Will you quote only the lines starting at the one that contains "In this exercise you will tag the boy's maroon" and ending with the last line of the listing below, inclusive?
-- begin Provided data --
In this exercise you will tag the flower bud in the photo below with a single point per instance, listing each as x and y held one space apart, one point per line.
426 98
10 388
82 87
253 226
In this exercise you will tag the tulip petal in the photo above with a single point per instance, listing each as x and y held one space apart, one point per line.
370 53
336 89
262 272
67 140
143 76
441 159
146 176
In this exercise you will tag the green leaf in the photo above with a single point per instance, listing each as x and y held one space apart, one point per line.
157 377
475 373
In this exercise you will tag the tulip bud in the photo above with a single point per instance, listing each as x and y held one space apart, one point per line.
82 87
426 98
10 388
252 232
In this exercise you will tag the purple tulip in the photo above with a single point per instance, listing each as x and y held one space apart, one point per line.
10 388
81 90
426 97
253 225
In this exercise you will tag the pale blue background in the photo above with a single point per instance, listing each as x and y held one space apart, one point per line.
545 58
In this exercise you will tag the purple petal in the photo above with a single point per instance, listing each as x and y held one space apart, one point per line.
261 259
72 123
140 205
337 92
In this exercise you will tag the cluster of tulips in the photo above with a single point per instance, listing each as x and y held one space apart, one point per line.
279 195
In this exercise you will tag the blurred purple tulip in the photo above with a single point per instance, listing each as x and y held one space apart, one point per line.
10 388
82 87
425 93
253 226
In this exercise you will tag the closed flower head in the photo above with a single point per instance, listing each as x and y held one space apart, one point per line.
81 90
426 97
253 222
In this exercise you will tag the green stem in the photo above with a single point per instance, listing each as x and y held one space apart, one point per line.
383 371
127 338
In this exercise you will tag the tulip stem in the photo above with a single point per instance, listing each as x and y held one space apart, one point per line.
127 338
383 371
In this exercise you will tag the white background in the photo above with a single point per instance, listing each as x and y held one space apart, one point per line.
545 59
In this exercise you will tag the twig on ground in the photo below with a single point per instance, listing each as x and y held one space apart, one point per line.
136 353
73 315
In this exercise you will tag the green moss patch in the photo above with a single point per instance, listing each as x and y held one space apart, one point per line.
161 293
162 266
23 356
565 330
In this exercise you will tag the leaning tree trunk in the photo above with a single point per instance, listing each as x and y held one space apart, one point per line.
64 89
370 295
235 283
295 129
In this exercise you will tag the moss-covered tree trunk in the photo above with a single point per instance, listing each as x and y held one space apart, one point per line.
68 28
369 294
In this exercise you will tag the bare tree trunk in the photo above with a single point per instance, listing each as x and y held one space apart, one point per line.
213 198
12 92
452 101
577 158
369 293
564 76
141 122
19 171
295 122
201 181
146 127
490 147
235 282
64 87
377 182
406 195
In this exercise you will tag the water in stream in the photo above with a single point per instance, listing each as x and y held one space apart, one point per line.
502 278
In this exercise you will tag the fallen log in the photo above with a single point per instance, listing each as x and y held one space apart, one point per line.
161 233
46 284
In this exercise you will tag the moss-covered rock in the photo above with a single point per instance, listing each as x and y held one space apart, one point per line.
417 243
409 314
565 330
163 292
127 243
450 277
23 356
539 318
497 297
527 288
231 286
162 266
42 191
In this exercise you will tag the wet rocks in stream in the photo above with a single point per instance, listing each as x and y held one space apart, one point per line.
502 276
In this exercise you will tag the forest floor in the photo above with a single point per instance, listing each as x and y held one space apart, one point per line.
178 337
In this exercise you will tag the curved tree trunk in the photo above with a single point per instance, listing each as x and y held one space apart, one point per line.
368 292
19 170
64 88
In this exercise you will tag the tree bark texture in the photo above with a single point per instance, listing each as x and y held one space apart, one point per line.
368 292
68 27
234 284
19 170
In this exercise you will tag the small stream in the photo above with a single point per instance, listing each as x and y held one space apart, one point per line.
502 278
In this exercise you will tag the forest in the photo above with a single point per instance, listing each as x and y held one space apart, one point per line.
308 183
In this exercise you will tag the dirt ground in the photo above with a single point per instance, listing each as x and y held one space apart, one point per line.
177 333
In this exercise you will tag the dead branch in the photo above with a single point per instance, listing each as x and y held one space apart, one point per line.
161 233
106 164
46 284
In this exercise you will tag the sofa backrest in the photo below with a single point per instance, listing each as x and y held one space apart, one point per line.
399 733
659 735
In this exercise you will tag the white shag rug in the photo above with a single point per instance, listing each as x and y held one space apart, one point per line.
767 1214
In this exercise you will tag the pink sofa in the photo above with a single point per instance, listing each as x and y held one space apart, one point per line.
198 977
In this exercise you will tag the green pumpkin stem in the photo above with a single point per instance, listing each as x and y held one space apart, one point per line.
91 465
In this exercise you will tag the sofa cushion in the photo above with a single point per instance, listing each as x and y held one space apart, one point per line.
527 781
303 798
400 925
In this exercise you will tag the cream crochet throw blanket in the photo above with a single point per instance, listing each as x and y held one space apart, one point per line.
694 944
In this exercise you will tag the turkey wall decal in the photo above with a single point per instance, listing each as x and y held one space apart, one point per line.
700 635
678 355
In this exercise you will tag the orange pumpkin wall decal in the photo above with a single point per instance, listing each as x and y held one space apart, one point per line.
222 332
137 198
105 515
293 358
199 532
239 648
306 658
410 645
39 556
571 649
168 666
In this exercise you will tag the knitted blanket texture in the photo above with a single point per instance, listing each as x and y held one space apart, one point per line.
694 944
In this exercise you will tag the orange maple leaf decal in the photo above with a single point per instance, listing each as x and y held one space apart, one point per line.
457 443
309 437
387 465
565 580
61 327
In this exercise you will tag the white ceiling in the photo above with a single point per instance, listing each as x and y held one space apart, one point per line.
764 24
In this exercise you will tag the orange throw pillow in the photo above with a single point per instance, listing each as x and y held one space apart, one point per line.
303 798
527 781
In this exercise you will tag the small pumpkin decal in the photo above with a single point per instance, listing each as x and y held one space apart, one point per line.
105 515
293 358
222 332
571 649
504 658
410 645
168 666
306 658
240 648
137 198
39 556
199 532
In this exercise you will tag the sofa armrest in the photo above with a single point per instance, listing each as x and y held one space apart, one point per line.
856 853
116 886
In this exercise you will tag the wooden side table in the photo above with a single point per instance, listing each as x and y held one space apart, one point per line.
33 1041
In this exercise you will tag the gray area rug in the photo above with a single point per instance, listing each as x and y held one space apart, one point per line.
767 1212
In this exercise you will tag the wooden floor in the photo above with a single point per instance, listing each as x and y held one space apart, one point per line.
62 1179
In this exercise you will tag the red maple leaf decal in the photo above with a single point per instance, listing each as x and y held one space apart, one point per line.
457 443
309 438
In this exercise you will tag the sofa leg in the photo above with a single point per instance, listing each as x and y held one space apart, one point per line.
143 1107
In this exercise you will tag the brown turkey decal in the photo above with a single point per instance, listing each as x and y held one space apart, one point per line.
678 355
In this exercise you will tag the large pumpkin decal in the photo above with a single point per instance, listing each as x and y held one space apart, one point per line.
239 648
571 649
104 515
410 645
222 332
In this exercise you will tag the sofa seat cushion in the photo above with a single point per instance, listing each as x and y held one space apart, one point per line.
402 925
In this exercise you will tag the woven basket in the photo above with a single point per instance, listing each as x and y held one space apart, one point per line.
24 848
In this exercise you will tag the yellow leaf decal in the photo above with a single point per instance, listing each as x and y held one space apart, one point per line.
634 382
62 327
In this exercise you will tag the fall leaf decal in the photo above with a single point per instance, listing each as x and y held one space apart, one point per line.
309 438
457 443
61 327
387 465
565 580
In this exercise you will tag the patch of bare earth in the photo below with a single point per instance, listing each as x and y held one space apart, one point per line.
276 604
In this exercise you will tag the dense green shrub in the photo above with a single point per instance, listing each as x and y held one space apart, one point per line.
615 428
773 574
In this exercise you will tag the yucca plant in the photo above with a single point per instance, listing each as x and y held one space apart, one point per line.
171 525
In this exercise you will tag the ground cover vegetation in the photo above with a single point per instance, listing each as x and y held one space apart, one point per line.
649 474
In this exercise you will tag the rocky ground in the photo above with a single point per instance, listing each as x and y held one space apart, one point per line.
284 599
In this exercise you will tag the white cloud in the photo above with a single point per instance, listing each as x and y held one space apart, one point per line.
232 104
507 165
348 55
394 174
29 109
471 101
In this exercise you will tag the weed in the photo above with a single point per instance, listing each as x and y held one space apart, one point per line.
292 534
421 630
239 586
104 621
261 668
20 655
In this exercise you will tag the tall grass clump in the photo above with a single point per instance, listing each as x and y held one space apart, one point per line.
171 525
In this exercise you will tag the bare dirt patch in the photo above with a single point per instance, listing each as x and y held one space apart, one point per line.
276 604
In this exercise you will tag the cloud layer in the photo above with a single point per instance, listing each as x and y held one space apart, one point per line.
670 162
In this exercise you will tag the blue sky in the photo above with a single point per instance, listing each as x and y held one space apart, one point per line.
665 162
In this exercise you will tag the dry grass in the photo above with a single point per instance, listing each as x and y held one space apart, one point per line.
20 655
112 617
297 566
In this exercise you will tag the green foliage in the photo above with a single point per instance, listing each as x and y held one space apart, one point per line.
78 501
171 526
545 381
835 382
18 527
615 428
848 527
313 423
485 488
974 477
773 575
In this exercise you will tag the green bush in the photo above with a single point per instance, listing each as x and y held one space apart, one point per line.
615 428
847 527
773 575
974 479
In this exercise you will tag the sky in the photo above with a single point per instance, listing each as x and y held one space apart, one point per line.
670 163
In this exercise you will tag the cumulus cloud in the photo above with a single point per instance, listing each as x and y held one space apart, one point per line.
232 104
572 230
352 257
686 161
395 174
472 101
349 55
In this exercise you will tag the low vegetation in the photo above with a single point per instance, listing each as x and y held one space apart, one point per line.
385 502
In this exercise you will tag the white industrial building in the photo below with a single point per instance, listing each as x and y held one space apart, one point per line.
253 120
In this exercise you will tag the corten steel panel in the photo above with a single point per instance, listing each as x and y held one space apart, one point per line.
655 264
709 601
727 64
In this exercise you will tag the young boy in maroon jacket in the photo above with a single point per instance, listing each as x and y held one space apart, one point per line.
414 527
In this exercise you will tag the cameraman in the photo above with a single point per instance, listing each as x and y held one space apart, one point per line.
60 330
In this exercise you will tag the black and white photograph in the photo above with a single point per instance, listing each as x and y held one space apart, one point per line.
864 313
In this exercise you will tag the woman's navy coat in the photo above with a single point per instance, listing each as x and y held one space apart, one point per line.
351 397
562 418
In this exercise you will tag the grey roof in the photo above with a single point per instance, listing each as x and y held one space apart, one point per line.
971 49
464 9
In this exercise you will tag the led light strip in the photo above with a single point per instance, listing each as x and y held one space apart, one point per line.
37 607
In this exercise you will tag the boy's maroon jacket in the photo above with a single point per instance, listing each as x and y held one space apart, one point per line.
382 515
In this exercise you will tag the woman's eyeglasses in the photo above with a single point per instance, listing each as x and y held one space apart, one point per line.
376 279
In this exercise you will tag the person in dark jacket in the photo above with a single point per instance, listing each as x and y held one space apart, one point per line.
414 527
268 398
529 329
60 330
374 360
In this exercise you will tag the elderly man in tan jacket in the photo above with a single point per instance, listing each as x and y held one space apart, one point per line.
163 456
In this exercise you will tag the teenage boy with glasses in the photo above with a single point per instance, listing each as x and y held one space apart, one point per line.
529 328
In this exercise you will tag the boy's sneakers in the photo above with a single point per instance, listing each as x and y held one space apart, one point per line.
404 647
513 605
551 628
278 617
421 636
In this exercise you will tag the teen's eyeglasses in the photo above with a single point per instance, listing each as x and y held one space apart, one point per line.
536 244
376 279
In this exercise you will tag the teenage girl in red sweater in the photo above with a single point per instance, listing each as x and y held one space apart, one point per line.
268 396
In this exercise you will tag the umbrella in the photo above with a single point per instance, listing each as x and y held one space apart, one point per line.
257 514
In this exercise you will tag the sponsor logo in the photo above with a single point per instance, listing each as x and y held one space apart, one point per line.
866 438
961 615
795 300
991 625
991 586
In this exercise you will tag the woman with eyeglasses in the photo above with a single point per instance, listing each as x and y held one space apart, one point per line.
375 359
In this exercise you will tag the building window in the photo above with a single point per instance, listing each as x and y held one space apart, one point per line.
-- end Provided data --
● **Exercise solution**:
In this exercise you will tag the boy's maroon jacket in the photo above with a single point per instance, listing each as x and y held one space apart, one point per line.
382 515
In this exercise you will tag the woman's eyeglasses in the photo above with a single point per instance, listing each as x and y held one space apart, one point per line.
376 279
In this exercise you will tag the person in dark jacket in the photo above with a single point per instance, listing each as x and y held one space apart, one point per line.
414 527
268 398
529 329
60 330
374 360
In this exercise you will tag the elderly man in tan jacket in the photo above with a single point per instance, listing each as x and y held one space apart, one point per line.
163 456
In this exercise you will tag the teenage boy with glasses in the photo above with a single point per instance, listing each as x and y held one space apart, one point per line.
529 328
In this exercise you will tag the boy's sneakers in the photo above with a single point per instance, listing each as x and y held one space apart, one point per line.
404 647
513 605
551 628
278 617
421 636
In this exercise you will tag the teen's eyeglasses in the photo above with a single point per instance, listing each as x and y held one space apart, one point per line.
536 244
376 279
In this exercise you will tag the teenage girl in red sweater in the photo above with a single point per instance, listing each as x and y held one space apart, one point per line.
268 396
In this exercise you will tag the umbrella in the photo above with a single point per instance, listing each as x and y held one space apart, one point per line.
257 514
In this exercise you will tag the sponsor logo in the photo above with a single point per instance, listing each as x and y held one space apart, one point per line.
866 438
961 615
795 300
991 625
991 586
In this exercise you will tag the woman with eyeglasses in the photo above with a single point per instance, listing each as x and y held one space apart, one point per line.
375 359
In this exercise you will tag the building window in the photo above with a single point per instance, listing each as x and y held one space apart, one point per line.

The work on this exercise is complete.